## WORK ORDER
Lines before the one containing "Each instance of the left" are left out; copy that line and every later line through the end of the data exactly.

## PROVIDED RECORDS
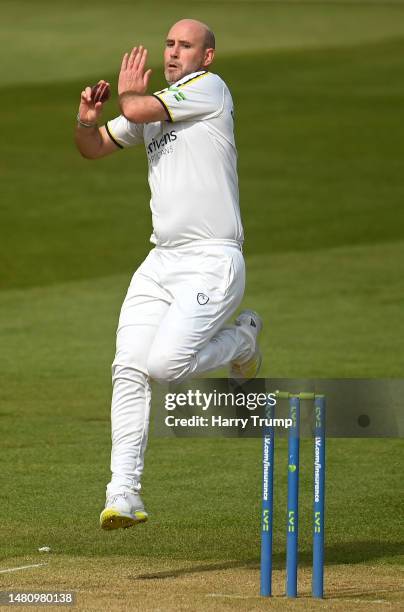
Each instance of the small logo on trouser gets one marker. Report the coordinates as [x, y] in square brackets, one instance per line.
[202, 299]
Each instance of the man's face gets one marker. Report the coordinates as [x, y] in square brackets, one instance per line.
[184, 51]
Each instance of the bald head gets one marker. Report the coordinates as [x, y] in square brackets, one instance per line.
[199, 29]
[190, 46]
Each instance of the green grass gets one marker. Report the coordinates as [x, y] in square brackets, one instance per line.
[320, 133]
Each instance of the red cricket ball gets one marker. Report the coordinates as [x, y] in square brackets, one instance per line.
[100, 92]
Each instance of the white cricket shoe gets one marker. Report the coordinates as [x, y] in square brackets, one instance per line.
[124, 510]
[241, 371]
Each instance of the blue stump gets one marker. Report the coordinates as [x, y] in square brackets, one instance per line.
[319, 495]
[293, 498]
[267, 505]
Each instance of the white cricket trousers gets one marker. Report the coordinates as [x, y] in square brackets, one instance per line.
[171, 326]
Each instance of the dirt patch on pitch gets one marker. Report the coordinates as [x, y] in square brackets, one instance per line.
[119, 584]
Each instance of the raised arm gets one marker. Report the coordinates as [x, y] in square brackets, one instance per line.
[91, 140]
[132, 86]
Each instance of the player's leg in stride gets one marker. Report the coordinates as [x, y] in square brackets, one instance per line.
[242, 370]
[123, 510]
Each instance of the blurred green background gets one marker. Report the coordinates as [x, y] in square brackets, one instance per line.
[319, 97]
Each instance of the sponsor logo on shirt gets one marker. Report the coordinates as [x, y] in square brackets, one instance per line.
[202, 299]
[178, 93]
[161, 145]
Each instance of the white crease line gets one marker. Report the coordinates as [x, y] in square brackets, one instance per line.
[16, 569]
[231, 596]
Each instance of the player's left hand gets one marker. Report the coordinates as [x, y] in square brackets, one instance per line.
[133, 78]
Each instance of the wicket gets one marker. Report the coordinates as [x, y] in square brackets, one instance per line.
[292, 531]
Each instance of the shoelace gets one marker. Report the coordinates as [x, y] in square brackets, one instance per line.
[117, 496]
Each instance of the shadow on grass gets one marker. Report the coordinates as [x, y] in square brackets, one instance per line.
[364, 551]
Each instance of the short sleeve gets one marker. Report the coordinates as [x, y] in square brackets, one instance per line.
[124, 133]
[199, 95]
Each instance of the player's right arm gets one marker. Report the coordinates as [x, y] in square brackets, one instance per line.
[91, 140]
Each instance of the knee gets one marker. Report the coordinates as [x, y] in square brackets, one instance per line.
[124, 372]
[163, 367]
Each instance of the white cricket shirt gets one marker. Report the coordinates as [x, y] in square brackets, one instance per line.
[192, 162]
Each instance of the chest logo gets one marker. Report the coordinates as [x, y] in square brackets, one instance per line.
[178, 94]
[202, 299]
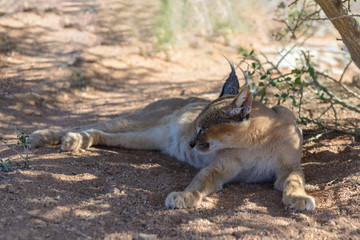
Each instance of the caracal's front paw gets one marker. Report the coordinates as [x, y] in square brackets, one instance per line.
[42, 137]
[300, 202]
[182, 199]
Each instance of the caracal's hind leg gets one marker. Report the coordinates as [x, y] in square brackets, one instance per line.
[149, 139]
[292, 183]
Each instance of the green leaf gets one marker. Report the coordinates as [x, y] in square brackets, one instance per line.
[311, 71]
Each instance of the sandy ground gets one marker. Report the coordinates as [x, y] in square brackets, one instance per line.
[50, 51]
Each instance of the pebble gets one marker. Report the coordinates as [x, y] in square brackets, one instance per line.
[144, 236]
[11, 189]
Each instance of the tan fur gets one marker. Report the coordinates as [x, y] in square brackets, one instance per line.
[228, 143]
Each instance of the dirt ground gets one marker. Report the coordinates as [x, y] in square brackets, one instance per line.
[51, 50]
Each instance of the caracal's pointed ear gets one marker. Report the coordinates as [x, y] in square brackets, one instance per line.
[241, 105]
[231, 85]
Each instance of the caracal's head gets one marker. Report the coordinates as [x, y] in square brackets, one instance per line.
[221, 122]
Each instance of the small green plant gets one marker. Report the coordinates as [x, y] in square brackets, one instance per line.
[23, 142]
[5, 166]
[80, 81]
[294, 18]
[271, 83]
[163, 29]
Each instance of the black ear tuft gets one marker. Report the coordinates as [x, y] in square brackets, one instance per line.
[231, 85]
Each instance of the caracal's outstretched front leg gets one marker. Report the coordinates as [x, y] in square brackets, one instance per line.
[292, 183]
[53, 137]
[150, 139]
[210, 179]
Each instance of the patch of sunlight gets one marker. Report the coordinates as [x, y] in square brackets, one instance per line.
[54, 214]
[89, 215]
[77, 178]
[145, 165]
[113, 63]
[63, 177]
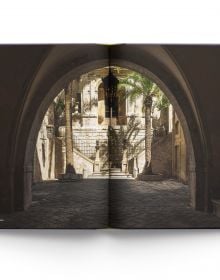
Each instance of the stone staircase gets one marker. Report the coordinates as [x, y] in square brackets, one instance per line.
[112, 173]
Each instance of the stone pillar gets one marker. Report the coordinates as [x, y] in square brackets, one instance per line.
[68, 131]
[97, 159]
[124, 166]
[135, 169]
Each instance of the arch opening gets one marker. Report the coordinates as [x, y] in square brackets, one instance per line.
[58, 86]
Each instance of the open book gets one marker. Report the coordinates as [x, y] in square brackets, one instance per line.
[104, 139]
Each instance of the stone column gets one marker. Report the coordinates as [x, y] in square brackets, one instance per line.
[135, 169]
[68, 131]
[97, 159]
[124, 167]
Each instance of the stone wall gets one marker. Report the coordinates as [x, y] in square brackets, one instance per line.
[161, 157]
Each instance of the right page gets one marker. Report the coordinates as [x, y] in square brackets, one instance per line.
[155, 156]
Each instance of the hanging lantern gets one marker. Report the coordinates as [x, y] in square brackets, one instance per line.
[110, 85]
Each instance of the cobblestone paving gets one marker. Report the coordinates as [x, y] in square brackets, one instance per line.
[134, 204]
[155, 205]
[81, 204]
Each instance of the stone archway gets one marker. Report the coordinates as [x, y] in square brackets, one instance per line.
[148, 65]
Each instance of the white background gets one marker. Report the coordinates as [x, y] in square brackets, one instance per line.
[109, 254]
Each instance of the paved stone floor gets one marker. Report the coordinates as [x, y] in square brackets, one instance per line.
[134, 204]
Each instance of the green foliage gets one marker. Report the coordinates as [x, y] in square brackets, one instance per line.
[136, 85]
[162, 102]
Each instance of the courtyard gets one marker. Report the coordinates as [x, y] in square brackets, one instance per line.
[125, 203]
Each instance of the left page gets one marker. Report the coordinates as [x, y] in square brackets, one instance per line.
[56, 162]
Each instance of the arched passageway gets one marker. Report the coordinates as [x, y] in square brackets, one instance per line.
[63, 63]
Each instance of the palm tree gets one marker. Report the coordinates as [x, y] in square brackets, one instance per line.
[137, 85]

## TASK OUTPUT
Each instance of the left page gets one marker. Report the coordinates as [x, y] in square brackets, one instance per line.
[56, 162]
Each instance of the arched passageway gets one marker. Report the coordinates as [x, y] in square brackets, one instance per line.
[63, 63]
Each instance of the palm tree gets one marker. Report the coordinates as [x, y] in square brackets, one instance per line.
[137, 85]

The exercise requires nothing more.